- [TO DO]: Start at the line in the entries below that contains "I would be grateful if you could spot the wood grain", stop at the line that contains "I would be grateful if you could spot the polished", and output exactly the lines in that span, both ends included.

- [GIVEN DATA]:
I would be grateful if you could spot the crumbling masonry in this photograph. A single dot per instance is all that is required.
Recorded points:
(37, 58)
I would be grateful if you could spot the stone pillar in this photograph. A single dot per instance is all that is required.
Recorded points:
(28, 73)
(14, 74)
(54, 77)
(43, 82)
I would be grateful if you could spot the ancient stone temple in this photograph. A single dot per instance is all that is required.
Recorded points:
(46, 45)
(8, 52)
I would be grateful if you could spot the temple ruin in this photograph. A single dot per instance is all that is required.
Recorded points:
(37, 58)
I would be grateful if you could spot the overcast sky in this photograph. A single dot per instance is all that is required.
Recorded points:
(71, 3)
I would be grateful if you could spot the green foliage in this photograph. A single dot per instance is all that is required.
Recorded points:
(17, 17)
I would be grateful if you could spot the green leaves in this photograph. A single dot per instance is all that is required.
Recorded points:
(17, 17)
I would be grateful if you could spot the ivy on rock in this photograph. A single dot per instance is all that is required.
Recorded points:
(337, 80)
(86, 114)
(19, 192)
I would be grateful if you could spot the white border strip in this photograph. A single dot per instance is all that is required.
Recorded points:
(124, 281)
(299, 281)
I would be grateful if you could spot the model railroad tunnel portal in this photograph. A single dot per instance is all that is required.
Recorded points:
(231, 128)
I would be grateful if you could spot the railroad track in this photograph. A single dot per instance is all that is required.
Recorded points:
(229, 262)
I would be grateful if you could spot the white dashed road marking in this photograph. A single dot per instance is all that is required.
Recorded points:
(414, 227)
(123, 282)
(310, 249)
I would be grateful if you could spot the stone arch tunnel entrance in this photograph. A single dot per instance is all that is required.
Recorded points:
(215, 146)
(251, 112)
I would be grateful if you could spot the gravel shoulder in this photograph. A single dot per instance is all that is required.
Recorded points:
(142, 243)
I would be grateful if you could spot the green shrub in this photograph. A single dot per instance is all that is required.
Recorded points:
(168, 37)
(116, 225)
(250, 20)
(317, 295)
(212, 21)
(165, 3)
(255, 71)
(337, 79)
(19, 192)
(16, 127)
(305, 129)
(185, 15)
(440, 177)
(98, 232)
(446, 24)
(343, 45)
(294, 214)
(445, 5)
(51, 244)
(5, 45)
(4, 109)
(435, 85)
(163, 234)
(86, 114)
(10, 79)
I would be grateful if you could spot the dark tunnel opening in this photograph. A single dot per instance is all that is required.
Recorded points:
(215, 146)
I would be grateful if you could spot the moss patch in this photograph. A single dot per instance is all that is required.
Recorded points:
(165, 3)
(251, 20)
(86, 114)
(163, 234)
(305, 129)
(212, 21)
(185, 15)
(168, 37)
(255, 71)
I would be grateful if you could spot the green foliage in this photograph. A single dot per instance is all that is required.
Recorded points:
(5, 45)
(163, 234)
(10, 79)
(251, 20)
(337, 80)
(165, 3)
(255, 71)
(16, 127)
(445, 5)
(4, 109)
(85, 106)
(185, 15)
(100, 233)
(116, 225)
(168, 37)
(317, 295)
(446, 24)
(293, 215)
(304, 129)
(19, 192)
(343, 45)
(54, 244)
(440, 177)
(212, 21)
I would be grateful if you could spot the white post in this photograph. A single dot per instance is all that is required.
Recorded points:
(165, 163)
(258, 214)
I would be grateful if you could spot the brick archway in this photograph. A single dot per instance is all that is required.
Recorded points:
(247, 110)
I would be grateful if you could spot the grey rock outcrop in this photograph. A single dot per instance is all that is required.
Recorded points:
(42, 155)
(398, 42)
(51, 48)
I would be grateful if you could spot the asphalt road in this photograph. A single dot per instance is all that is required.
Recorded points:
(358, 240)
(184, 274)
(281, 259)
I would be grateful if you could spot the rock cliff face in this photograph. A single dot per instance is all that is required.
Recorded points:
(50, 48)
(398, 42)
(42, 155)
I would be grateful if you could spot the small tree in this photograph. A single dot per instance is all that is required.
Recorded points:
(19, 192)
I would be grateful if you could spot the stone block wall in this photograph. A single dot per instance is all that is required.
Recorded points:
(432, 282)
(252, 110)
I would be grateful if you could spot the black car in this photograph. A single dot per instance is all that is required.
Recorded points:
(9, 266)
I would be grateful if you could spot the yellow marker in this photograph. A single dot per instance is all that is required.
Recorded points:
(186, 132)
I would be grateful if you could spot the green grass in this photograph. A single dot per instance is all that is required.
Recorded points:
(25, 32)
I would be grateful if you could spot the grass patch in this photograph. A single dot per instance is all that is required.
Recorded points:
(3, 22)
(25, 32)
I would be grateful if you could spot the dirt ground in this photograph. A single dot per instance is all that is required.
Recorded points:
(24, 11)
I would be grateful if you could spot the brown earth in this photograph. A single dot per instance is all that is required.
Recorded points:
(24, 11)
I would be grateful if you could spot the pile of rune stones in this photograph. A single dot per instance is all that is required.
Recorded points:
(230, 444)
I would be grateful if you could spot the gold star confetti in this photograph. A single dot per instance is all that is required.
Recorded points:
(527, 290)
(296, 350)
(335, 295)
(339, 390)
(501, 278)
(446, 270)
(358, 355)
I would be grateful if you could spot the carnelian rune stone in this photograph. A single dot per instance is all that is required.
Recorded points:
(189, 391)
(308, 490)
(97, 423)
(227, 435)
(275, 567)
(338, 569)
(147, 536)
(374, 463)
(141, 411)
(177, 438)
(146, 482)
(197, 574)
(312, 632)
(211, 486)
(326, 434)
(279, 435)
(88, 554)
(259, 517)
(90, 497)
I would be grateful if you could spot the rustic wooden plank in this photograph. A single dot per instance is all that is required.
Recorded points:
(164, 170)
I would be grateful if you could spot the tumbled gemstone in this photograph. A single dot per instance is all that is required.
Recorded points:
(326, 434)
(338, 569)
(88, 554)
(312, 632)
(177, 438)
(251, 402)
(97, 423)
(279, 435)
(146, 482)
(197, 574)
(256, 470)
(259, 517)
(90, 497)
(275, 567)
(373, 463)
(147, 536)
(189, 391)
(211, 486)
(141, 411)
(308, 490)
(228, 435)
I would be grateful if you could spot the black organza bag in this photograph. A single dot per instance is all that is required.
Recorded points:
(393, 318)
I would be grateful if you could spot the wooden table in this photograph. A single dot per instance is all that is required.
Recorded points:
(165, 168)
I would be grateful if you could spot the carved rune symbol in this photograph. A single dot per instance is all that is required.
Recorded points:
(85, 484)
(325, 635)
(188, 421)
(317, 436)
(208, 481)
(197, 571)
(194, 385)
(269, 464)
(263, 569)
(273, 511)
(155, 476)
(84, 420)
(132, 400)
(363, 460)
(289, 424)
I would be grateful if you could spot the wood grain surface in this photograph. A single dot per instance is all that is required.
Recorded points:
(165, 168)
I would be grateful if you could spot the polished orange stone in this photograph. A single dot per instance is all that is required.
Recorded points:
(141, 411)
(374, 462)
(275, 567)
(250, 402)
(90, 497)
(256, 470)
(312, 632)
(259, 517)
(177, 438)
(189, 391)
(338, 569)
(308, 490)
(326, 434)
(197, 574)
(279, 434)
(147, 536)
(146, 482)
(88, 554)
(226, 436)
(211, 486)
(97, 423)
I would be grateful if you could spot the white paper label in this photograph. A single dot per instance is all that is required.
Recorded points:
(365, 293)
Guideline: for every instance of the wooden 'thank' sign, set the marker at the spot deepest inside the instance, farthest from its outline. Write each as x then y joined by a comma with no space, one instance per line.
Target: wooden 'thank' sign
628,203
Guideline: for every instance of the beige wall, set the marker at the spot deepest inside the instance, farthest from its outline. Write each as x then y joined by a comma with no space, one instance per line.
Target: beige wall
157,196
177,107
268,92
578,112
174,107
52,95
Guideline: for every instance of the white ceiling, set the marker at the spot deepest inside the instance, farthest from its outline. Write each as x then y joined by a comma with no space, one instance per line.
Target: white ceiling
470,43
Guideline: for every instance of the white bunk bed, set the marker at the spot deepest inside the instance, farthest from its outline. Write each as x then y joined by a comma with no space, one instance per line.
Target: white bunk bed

- [YOUR SOLUTION]:
I would be grateful if you could spot the wood grain surface in this photograph. A single dot per instance is all that is required.
Recorded points:
(165, 168)
I would be grateful if you could spot the polished orange stone in this photograph. A single dot per instance is all that is required.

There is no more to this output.